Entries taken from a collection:
______________________________

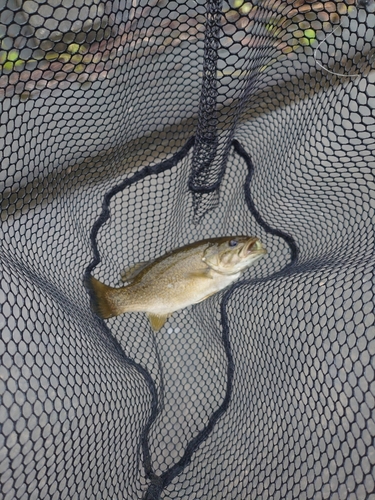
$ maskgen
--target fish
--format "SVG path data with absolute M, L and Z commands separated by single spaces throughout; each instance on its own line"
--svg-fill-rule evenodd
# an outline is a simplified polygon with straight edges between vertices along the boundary
M 223 290 L 266 253 L 255 236 L 196 241 L 125 270 L 122 287 L 111 287 L 90 275 L 91 308 L 102 319 L 144 312 L 157 332 L 175 311 Z

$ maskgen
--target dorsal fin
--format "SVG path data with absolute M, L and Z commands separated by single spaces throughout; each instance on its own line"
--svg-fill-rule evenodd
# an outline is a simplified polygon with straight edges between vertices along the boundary
M 126 269 L 121 271 L 121 280 L 124 281 L 125 283 L 130 283 L 149 264 L 151 264 L 151 261 L 137 262 L 136 264 L 127 267 Z

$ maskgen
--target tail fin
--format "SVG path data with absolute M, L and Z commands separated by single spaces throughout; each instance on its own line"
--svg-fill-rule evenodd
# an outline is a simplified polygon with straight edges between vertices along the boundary
M 125 312 L 119 304 L 119 289 L 105 285 L 90 276 L 88 288 L 91 295 L 91 309 L 103 319 L 112 318 Z

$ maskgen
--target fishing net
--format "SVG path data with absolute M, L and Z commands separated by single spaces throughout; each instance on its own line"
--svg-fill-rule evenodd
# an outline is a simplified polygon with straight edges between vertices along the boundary
M 0 496 L 374 499 L 375 2 L 8 0 Z M 174 313 L 89 276 L 268 256 Z

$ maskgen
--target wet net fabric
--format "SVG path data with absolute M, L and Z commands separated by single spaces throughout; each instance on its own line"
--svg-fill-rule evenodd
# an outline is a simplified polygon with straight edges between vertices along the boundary
M 374 499 L 375 3 L 9 0 L 0 497 Z M 89 275 L 257 235 L 174 313 Z

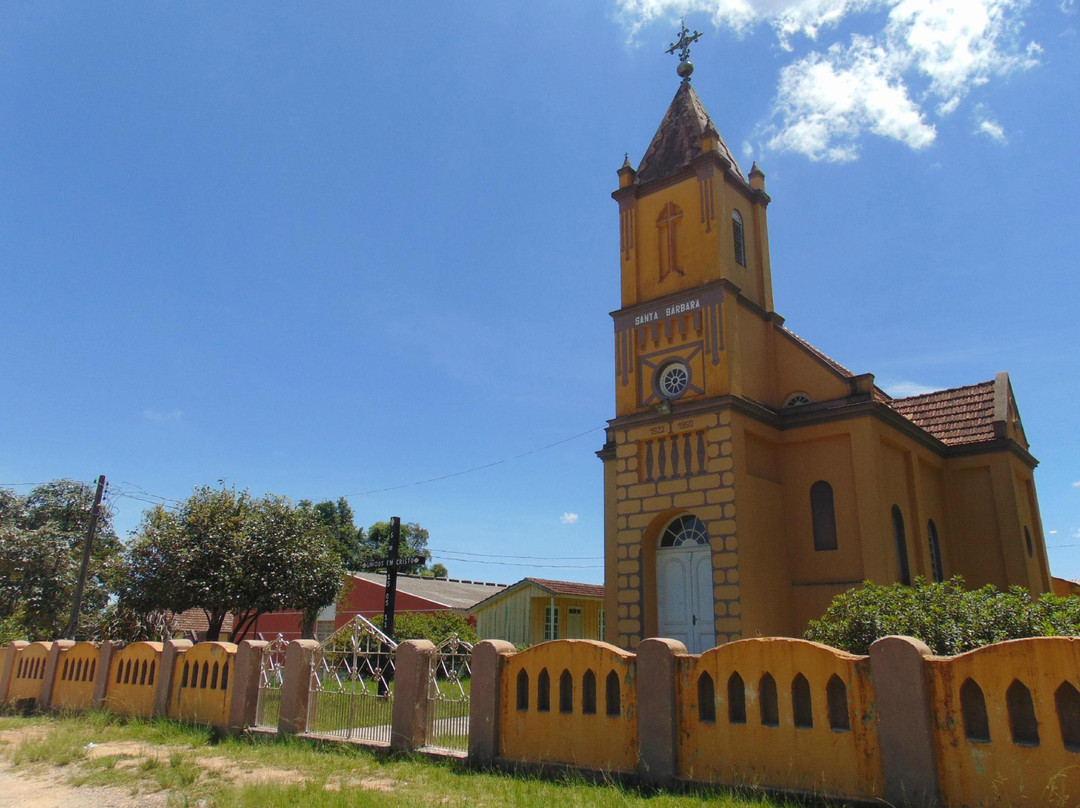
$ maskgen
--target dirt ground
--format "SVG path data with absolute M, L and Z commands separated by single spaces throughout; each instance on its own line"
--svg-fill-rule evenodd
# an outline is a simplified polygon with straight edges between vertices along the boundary
M 0 731 L 0 746 L 13 748 L 26 737 L 41 733 L 43 727 L 27 727 Z M 167 758 L 180 748 L 138 741 L 113 741 L 96 744 L 86 751 L 86 757 L 121 756 L 117 768 L 135 768 L 148 758 Z M 190 752 L 190 750 L 188 750 Z M 233 783 L 245 782 L 302 782 L 305 776 L 293 769 L 275 769 L 260 766 L 257 769 L 238 766 L 235 760 L 213 754 L 197 755 L 194 762 L 201 769 L 214 772 L 222 780 Z M 15 766 L 6 755 L 0 755 L 0 808 L 164 808 L 168 802 L 168 791 L 147 792 L 131 789 L 69 785 L 78 764 L 69 766 Z M 329 782 L 327 789 L 363 789 L 368 791 L 391 791 L 396 783 L 381 778 L 348 779 Z

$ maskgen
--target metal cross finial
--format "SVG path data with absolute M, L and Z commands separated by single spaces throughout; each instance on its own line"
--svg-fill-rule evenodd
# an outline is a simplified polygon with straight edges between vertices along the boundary
M 690 33 L 686 27 L 686 19 L 681 21 L 681 26 L 683 30 L 678 32 L 678 41 L 672 42 L 664 53 L 678 51 L 678 75 L 683 77 L 683 81 L 689 81 L 690 73 L 693 72 L 693 63 L 690 62 L 690 44 L 701 39 L 701 31 L 694 30 L 693 33 Z

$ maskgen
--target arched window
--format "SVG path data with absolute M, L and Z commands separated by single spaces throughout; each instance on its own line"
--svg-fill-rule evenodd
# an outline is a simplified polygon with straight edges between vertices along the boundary
M 969 741 L 990 742 L 990 722 L 986 715 L 986 698 L 983 688 L 974 679 L 964 679 L 960 685 L 960 713 L 963 716 L 963 735 Z
M 592 668 L 581 677 L 581 714 L 596 715 L 596 674 Z
M 757 698 L 761 706 L 761 726 L 779 727 L 780 705 L 777 701 L 777 681 L 772 678 L 771 673 L 767 673 L 761 677 L 761 681 L 757 685 Z
M 734 245 L 735 264 L 740 267 L 746 266 L 746 233 L 743 230 L 742 215 L 739 211 L 731 211 L 731 235 Z
M 618 717 L 622 714 L 622 685 L 619 684 L 619 674 L 615 671 L 608 674 L 604 683 L 604 701 L 607 702 L 607 714 Z
M 833 486 L 824 480 L 819 480 L 810 486 L 810 517 L 813 521 L 813 549 L 836 550 Z
M 683 220 L 683 208 L 669 202 L 657 216 L 657 246 L 660 250 L 660 280 L 672 272 L 683 274 L 678 265 L 678 225 Z
M 930 566 L 934 580 L 939 583 L 945 580 L 945 567 L 942 566 L 942 543 L 937 538 L 937 525 L 933 520 L 927 523 L 927 540 L 930 542 Z
M 537 711 L 546 713 L 551 710 L 551 678 L 548 669 L 543 668 L 537 676 Z
M 810 683 L 801 673 L 792 679 L 792 718 L 799 729 L 813 728 L 813 704 L 810 700 Z
M 738 671 L 728 676 L 728 723 L 746 723 L 746 685 Z
M 912 585 L 912 568 L 907 565 L 907 536 L 904 534 L 904 514 L 900 506 L 892 507 L 892 537 L 896 542 L 896 561 L 900 563 L 900 582 Z
M 667 525 L 660 538 L 660 547 L 687 547 L 691 544 L 707 544 L 708 530 L 701 520 L 692 514 L 679 516 Z
M 1005 690 L 1005 708 L 1009 711 L 1009 729 L 1013 743 L 1025 746 L 1039 745 L 1039 722 L 1035 717 L 1031 691 L 1020 679 L 1013 679 Z
M 848 717 L 848 686 L 835 673 L 825 685 L 825 700 L 828 702 L 828 728 L 834 731 L 851 729 Z
M 524 669 L 517 672 L 517 709 L 529 709 L 529 675 Z
M 716 688 L 708 671 L 698 677 L 698 721 L 710 724 L 716 721 Z

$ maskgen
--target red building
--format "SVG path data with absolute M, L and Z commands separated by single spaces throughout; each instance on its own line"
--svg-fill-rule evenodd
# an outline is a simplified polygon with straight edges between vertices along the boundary
M 356 615 L 368 619 L 381 617 L 386 581 L 387 577 L 381 573 L 349 573 L 338 603 L 320 612 L 315 636 L 319 639 L 328 637 Z M 394 614 L 454 611 L 464 616 L 477 603 L 505 588 L 504 583 L 399 575 Z M 247 638 L 273 639 L 279 634 L 285 639 L 300 638 L 299 611 L 274 611 L 259 616 Z

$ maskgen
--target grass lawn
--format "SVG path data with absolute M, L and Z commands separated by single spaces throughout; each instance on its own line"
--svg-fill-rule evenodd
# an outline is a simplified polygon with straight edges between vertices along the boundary
M 73 785 L 164 791 L 188 808 L 779 808 L 754 794 L 667 794 L 580 777 L 541 780 L 477 772 L 453 762 L 390 756 L 351 744 L 298 739 L 216 741 L 206 728 L 105 713 L 0 717 L 0 755 L 16 770 L 41 770 Z

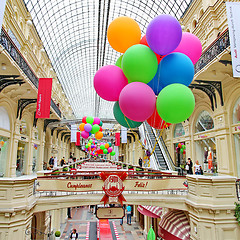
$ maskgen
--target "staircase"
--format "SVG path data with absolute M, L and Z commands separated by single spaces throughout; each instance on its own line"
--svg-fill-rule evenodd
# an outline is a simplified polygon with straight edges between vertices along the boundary
M 150 141 L 150 143 L 152 145 L 152 148 L 153 148 L 154 145 L 155 145 L 155 142 L 156 142 L 155 134 L 152 131 L 152 127 L 148 123 L 145 123 L 145 127 L 146 127 L 146 130 L 148 132 L 149 141 Z M 173 170 L 173 169 L 169 169 L 168 164 L 166 162 L 166 159 L 163 156 L 163 153 L 162 153 L 162 150 L 161 150 L 159 144 L 156 145 L 156 148 L 155 148 L 155 151 L 154 151 L 153 154 L 155 155 L 155 159 L 158 162 L 158 165 L 160 165 L 160 167 L 162 169 Z

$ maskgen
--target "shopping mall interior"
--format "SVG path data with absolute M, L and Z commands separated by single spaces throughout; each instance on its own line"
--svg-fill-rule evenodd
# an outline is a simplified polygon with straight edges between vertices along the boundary
M 0 239 L 240 239 L 239 12 L 1 0 Z

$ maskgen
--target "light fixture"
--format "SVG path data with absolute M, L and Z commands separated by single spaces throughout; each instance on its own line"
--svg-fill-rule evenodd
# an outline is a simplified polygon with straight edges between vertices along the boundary
M 2 70 L 6 70 L 6 69 L 7 69 L 6 63 L 2 63 Z

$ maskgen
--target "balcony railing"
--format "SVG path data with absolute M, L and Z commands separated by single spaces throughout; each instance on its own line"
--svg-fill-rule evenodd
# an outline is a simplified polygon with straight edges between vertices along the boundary
M 34 74 L 31 67 L 26 62 L 25 58 L 8 36 L 7 32 L 2 28 L 1 35 L 0 35 L 0 44 L 6 49 L 6 51 L 10 54 L 12 59 L 18 64 L 18 66 L 22 69 L 22 71 L 26 74 L 29 80 L 33 83 L 33 85 L 38 88 L 38 78 Z M 61 117 L 61 111 L 58 106 L 51 100 L 51 107 L 57 113 L 59 117 Z
M 230 46 L 228 29 L 223 32 L 203 53 L 198 62 L 194 65 L 195 73 L 204 68 L 217 55 Z

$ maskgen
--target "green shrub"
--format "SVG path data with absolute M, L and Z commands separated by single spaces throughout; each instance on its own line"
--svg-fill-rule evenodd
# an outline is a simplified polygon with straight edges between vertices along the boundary
M 60 231 L 56 231 L 55 232 L 55 237 L 60 237 L 61 236 L 61 232 Z

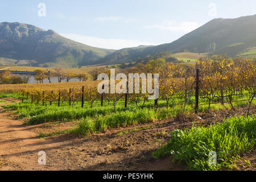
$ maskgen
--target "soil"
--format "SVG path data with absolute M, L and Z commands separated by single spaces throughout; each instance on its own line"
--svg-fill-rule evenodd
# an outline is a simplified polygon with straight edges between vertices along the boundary
M 14 98 L 4 98 L 13 104 Z M 156 160 L 152 153 L 170 139 L 168 133 L 175 129 L 192 126 L 191 119 L 170 118 L 145 125 L 113 129 L 104 133 L 85 138 L 61 134 L 40 139 L 41 133 L 63 131 L 75 127 L 76 122 L 46 123 L 26 126 L 24 119 L 16 119 L 11 112 L 3 112 L 0 107 L 0 170 L 184 170 L 186 165 L 174 163 L 170 158 Z M 256 107 L 251 109 L 255 113 Z M 245 115 L 246 108 L 201 113 L 202 119 L 196 119 L 194 125 L 207 127 L 222 122 L 224 118 Z M 122 135 L 121 131 L 140 128 Z M 38 152 L 45 151 L 46 164 L 39 165 Z M 255 170 L 255 150 L 243 156 L 250 161 L 237 162 L 235 169 Z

______________________________

Copy every line from the start of the data through the line with "M 125 312 L", raising each coordinate in the answers by 129. Leave the pictures out.

$ maskgen
--target fish
--format "SVG path data with absolute M, L and Z commands separated by single spaces throughout; each instance on its own line"
--svg-fill-rule evenodd
# an outline is a simplified polygon with straight edges between vertices along the boundary
M 352 419 L 395 382 L 384 365 L 325 370 L 254 399 L 251 416 L 240 416 L 219 404 L 220 437 L 231 448 L 273 441 L 286 461 L 304 440 Z

$ maskgen
--target dorsal fin
--format "SVG path data with absolute M, L and Z commands separated by single spaces throughout; each instance on its own line"
--svg-fill-rule evenodd
# an outline is a simplified polygon with straight edges between vertices along the boundary
M 255 398 L 250 400 L 250 409 L 253 410 L 254 412 L 259 412 L 278 393 L 280 393 L 280 390 L 266 391 L 265 393 L 256 396 Z

$ maskgen
--target tail fin
--format "SVG path data with absolute M, L and Z commands separated by single spaces throughout; each instance on its own line"
--svg-fill-rule evenodd
# an outline is a simplified polygon with straight edges between vertices along the boundary
M 254 441 L 248 433 L 248 418 L 234 414 L 219 405 L 217 417 L 220 424 L 220 438 L 232 448 L 241 447 Z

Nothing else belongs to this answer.